### Exercise aim
Rewrite every row below with each "rough mask" changed to "coarse mask". Leave everything else as it is.

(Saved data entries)
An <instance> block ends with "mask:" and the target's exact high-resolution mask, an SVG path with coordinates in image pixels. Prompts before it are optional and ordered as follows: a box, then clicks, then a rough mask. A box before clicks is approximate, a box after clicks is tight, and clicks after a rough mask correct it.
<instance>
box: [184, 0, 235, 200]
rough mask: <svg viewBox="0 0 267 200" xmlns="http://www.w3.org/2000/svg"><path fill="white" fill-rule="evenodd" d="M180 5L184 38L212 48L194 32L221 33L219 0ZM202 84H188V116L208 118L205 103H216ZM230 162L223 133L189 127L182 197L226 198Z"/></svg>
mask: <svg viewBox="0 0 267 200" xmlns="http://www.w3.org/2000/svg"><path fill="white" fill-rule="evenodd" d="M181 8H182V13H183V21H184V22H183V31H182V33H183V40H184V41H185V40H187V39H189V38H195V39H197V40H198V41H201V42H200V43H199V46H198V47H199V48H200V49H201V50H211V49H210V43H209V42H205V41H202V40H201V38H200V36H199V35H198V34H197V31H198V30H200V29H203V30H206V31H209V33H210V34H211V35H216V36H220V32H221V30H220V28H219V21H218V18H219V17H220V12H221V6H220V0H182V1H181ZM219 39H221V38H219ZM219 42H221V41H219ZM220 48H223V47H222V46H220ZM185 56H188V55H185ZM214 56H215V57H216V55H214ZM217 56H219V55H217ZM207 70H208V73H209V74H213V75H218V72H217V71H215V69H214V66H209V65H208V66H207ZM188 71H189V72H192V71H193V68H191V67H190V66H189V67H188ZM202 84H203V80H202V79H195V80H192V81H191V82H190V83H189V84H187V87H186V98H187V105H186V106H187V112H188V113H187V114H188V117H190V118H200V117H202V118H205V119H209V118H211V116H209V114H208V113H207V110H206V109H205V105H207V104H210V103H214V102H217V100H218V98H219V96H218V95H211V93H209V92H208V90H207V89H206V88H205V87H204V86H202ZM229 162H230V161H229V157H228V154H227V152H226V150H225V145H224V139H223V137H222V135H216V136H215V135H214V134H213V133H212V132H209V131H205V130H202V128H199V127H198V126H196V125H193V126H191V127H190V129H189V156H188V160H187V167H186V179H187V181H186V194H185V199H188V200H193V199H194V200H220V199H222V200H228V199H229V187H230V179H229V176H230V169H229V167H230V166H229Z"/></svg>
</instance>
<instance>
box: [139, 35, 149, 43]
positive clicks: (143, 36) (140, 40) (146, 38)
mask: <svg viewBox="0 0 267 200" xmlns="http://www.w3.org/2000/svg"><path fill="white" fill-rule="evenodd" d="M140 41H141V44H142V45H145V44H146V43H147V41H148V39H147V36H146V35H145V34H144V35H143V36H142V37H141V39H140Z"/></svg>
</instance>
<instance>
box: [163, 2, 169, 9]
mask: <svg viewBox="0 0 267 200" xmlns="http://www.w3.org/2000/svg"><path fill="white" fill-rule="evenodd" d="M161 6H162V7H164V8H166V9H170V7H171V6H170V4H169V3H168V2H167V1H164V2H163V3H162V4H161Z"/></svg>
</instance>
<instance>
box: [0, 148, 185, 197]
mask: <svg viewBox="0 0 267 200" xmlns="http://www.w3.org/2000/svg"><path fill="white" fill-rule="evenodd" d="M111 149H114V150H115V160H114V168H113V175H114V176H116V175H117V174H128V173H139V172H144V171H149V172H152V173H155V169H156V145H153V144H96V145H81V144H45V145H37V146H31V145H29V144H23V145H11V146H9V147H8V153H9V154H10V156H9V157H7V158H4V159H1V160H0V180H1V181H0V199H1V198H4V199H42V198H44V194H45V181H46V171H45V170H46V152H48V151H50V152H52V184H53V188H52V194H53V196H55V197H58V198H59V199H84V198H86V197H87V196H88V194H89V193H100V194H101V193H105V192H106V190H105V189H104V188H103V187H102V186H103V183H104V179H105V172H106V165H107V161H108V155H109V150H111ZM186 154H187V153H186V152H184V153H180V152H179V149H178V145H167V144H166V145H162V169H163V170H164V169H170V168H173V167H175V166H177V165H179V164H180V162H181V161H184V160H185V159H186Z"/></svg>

### Response below
An <instance> block ends with "mask:" and the target's exact high-resolution mask, an SVG path with coordinates in image pixels. Prompts before it are optional and ordered as follows: a box, then clicks, then a coarse mask. A box before clicks is approximate, a box after clicks is tight, and clicks after a coarse mask correct it.
<instance>
box: [184, 0, 235, 200]
coarse mask: <svg viewBox="0 0 267 200" xmlns="http://www.w3.org/2000/svg"><path fill="white" fill-rule="evenodd" d="M180 5L184 38L212 48L194 32L221 33L219 0ZM202 84H188V116L208 118L205 103H216ZM230 162L223 133L189 127L182 197L226 198Z"/></svg>
mask: <svg viewBox="0 0 267 200" xmlns="http://www.w3.org/2000/svg"><path fill="white" fill-rule="evenodd" d="M181 8H182V13H183V21H184V22H183V31H182V33H183V40H184V41H185V40H187V39H189V38H195V39H197V40H198V41H201V42H200V43H199V46H198V47H199V48H200V49H201V50H211V49H210V43H209V42H205V41H202V40H201V38H200V36H199V35H198V34H197V31H198V30H200V29H203V30H206V31H209V33H210V34H211V35H216V36H220V32H221V30H220V28H219V21H218V18H219V17H220V12H221V6H220V0H182V1H181ZM219 39H221V38H219ZM219 42H221V41H219ZM220 48H223V47H222V46H220ZM185 56H188V55H185ZM214 56H215V57H216V55H214ZM217 56H219V55H217ZM207 70H208V73H209V74H213V75H218V72H217V71H215V69H214V66H209V65H208V66H207ZM188 71H189V72H192V71H193V68H191V67H190V66H189V67H188ZM202 84H203V80H202V79H195V80H192V81H191V82H190V83H189V84H187V87H186V98H187V105H186V106H187V112H188V113H187V114H188V117H190V118H200V117H202V118H205V119H209V118H211V116H209V114H208V113H207V110H206V109H205V105H207V104H210V103H214V102H217V100H218V98H219V96H218V95H211V93H209V92H208V90H207V89H206V88H205V87H204V86H202ZM229 162H230V161H229V157H228V154H227V152H226V150H225V145H224V139H223V137H222V135H216V136H215V135H214V134H213V133H212V132H209V131H205V130H202V128H199V127H198V126H196V125H193V126H191V127H190V129H189V156H188V160H187V167H186V179H187V181H186V194H185V199H188V200H193V199H194V200H220V199H222V200H228V199H229V187H230V179H229V176H230V169H229V167H230V166H229Z"/></svg>
</instance>
<instance>
box: [139, 35, 149, 43]
positive clicks: (143, 36) (140, 40) (146, 38)
mask: <svg viewBox="0 0 267 200" xmlns="http://www.w3.org/2000/svg"><path fill="white" fill-rule="evenodd" d="M140 41H141V44H142V45H145V44H146V43H147V41H148V39H147V36H146V35H145V34H144V35H143V36H142V37H141V39H140Z"/></svg>
</instance>
<instance>
box: [163, 2, 169, 9]
mask: <svg viewBox="0 0 267 200" xmlns="http://www.w3.org/2000/svg"><path fill="white" fill-rule="evenodd" d="M161 6H162V7H164V8H166V9H170V7H171V6H170V4H169V3H168V2H167V1H164V2H163V3H162V4H161Z"/></svg>
</instance>
<instance>
box: [0, 148, 185, 197]
mask: <svg viewBox="0 0 267 200" xmlns="http://www.w3.org/2000/svg"><path fill="white" fill-rule="evenodd" d="M111 149H114V150H115V160H114V168H113V175H114V176H116V175H117V174H128V173H139V172H144V171H149V172H152V173H155V169H156V145H153V144H96V145H81V144H45V145H37V146H31V145H29V144H23V145H11V146H9V147H8V153H9V154H10V156H9V157H7V158H4V159H1V160H0V180H1V181H0V199H1V198H4V199H42V198H44V194H45V181H46V171H45V170H46V152H48V151H50V152H52V184H53V188H52V194H53V196H55V197H58V198H59V199H84V198H86V197H87V196H88V194H89V193H100V194H101V193H105V192H106V190H105V189H104V188H103V187H102V186H103V183H104V179H105V172H106V165H107V161H108V155H109V150H111ZM186 154H187V153H186V152H184V153H180V152H179V149H178V145H167V144H166V145H162V169H163V170H164V169H170V168H173V167H175V166H177V165H179V164H180V162H181V161H184V160H185V159H186Z"/></svg>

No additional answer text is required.